**Data to use:**
begin

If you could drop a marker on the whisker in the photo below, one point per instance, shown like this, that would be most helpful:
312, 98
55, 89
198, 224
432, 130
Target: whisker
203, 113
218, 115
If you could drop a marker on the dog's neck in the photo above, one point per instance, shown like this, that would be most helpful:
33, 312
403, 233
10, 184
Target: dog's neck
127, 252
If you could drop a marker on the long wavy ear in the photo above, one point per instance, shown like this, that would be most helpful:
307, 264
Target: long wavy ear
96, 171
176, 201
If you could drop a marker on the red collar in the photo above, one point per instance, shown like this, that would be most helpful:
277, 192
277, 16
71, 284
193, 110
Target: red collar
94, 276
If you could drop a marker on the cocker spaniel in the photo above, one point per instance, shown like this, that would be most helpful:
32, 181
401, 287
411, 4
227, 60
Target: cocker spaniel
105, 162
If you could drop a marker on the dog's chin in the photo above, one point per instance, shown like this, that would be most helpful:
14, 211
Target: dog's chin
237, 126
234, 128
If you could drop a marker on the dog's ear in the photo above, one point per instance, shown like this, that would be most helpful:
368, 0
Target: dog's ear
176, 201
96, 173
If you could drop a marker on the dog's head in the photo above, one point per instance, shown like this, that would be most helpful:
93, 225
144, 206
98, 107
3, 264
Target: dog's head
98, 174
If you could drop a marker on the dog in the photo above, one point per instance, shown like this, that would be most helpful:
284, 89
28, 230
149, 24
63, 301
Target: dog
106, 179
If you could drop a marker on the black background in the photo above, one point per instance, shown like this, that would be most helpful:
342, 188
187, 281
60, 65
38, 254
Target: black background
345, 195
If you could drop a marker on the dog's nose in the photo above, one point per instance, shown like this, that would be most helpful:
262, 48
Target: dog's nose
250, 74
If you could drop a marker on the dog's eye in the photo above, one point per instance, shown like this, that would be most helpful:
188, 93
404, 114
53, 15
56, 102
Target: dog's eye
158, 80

end

**Brief:**
Please return, word for word, everything in the items from the line containing "If you could drop a marker on the dog's chin" down to the last line of the items.

**Output below:**
If you could drop a marker on the dog's chin in the photo above, one point per instance, shown like this, that would be most helpful:
14, 211
Target: dog's chin
237, 126
234, 128
If you could drop a marker on the dog's ear in the photo above, one point per instance, shown like this, that would be most helpful:
368, 0
Target: dog's ear
176, 201
96, 173
If you could drop a marker on the dog's head in the photo above, one point per instance, shown like this, that would be most helpful:
93, 225
144, 206
98, 107
3, 264
Target: dog's head
98, 174
If you could drop a marker on the dog in the photo above, one point per instance, shown like this, that would be most helpful:
284, 89
28, 230
149, 24
63, 301
Target: dog
106, 179
If you could drop a marker on the black background in the photo above, one point per instance, shown like this, that would be most helpful:
342, 188
187, 281
60, 65
38, 254
Target: black background
345, 195
If you could drop a marker on the dog's nose in the photo above, one point per instance, shown like this, that would be most helpful:
262, 48
Target: dog's nose
250, 74
If you could drop a marker on the dog's eye in the photo above, one point per instance, shown like this, that would be most helpful:
188, 93
404, 114
53, 15
56, 102
Target: dog's eye
158, 80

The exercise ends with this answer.